WRITTEN PROBLEM:
Display every line of the records below that contains the word "outline".

RECORDS FOR THE TASK:
____________

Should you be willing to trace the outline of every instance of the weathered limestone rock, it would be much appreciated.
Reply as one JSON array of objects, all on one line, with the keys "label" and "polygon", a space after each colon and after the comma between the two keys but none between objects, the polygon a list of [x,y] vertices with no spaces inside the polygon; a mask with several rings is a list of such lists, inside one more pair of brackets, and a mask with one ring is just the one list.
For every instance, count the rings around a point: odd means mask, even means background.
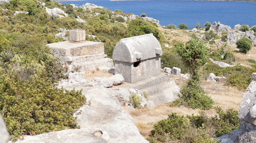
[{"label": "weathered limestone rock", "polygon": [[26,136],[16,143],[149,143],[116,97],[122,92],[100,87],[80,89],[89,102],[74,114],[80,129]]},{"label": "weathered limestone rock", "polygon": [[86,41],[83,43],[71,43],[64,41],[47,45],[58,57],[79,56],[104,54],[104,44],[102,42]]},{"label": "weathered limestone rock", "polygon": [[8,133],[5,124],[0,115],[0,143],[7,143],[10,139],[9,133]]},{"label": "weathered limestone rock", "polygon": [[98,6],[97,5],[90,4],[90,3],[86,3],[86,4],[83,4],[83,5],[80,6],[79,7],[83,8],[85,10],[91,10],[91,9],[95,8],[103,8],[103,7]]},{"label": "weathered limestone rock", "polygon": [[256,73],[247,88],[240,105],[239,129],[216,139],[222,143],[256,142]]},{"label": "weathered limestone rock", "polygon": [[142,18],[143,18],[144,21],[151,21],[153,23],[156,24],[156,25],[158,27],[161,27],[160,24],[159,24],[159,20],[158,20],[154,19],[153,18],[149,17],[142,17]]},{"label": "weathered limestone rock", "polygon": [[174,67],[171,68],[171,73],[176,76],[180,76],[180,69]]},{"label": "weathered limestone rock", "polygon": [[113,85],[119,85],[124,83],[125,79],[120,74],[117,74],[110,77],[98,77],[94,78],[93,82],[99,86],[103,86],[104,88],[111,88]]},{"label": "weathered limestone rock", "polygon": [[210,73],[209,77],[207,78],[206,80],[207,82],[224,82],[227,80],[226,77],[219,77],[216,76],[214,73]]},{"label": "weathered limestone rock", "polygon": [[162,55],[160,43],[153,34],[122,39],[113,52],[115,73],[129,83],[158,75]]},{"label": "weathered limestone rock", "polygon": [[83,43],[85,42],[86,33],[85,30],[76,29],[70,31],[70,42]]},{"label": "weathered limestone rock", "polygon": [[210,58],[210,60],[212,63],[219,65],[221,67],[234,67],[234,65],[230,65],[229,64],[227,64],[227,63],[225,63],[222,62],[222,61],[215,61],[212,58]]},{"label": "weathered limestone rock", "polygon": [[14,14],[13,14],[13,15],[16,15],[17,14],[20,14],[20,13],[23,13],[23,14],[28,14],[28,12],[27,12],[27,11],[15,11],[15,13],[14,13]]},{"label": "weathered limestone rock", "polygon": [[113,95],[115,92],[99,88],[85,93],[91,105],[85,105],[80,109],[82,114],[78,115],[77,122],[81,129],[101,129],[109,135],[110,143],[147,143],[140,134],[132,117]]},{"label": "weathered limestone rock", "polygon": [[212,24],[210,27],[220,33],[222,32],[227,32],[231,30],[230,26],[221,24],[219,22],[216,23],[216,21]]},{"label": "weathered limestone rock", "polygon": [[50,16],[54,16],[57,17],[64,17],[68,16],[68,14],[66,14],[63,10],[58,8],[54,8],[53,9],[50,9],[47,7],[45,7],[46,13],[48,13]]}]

____________

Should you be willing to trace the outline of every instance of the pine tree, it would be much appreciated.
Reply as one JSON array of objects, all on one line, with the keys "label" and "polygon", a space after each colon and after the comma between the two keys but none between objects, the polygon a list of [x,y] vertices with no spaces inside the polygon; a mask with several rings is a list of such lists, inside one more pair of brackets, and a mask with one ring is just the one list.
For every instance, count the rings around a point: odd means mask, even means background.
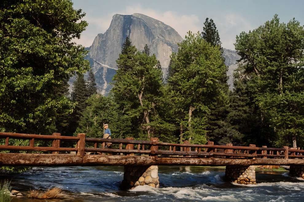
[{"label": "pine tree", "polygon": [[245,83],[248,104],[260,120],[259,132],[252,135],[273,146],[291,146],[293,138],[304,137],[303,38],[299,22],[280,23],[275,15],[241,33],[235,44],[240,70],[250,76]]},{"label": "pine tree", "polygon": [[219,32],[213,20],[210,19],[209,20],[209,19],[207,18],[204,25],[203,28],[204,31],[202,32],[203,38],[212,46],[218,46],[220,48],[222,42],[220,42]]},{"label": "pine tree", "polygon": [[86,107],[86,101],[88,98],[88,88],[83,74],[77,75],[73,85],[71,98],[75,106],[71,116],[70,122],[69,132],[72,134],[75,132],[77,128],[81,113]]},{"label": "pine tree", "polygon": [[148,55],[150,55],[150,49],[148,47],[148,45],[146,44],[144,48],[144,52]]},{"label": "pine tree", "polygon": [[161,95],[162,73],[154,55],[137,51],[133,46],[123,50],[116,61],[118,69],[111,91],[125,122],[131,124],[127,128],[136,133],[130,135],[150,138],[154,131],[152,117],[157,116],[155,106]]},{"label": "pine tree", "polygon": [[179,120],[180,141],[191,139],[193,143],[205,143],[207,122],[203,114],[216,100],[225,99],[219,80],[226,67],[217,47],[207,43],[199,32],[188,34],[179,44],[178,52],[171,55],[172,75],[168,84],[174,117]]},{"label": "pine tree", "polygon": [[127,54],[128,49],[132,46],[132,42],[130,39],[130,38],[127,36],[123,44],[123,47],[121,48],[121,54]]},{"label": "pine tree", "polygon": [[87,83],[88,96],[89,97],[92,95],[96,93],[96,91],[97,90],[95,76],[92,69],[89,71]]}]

____________

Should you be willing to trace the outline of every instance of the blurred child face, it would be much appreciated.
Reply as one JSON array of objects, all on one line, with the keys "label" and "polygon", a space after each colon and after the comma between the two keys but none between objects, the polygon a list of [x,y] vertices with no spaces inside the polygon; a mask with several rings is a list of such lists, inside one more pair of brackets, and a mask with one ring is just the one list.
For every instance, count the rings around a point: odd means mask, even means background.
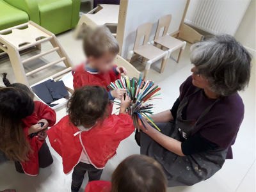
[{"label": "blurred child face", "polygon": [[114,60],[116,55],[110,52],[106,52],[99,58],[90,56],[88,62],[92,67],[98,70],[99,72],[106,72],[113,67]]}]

____________

RESPONSE:
Should you be willing to trace the outline of every instance of the weathered limestone rock, it would be much appreciated.
Should you be willing to trace the outline of every instance of the pine tree, it would be much appreciated.
Should you be willing to trace the outline of every instance of the blurred child face, it would be much appreciated.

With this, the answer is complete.